Brief
If a line in the records below holds the string "this", count it, and state only the final count.
Records provided below:
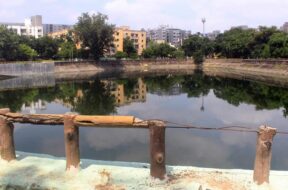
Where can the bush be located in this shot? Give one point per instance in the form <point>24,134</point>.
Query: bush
<point>26,52</point>
<point>198,57</point>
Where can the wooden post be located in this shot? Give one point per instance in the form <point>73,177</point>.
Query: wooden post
<point>263,154</point>
<point>157,149</point>
<point>7,149</point>
<point>71,136</point>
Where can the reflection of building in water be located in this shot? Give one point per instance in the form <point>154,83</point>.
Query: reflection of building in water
<point>121,98</point>
<point>175,90</point>
<point>67,104</point>
<point>34,106</point>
End of Records provided.
Solution
3